To do — Tally the lines in the data below that contain the word "blurred". Give only the number.

::: Items

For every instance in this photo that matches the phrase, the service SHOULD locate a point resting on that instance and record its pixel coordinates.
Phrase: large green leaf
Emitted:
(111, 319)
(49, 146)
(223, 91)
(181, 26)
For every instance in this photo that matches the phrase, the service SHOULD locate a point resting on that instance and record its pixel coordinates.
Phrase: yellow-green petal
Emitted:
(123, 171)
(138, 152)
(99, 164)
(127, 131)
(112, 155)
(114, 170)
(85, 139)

::::::
::: Items

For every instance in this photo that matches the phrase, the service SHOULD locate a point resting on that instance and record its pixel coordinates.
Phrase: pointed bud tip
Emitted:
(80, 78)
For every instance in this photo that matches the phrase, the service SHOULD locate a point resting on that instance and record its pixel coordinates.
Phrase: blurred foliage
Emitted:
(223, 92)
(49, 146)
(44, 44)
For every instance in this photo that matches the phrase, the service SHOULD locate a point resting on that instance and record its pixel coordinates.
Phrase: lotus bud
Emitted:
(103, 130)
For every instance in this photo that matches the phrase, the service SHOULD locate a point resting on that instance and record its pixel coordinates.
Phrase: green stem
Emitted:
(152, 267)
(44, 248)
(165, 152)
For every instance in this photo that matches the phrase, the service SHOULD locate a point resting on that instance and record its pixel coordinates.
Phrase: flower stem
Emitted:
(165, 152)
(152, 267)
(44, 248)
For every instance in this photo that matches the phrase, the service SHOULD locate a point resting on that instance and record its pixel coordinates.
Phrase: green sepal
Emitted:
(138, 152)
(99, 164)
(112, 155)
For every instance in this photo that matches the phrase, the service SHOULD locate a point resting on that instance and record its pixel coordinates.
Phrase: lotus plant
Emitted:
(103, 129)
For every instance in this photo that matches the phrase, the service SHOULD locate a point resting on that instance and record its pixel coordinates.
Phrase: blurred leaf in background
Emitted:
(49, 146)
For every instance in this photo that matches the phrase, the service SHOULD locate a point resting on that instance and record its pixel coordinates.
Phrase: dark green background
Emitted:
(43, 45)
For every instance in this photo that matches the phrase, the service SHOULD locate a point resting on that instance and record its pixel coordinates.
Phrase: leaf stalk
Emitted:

::::::
::: Items

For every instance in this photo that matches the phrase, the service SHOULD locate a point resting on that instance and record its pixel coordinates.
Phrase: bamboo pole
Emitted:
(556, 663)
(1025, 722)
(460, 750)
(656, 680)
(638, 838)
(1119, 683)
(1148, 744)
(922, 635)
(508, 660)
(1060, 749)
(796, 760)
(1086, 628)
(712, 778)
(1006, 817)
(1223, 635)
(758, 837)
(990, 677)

::::::

Solution — 2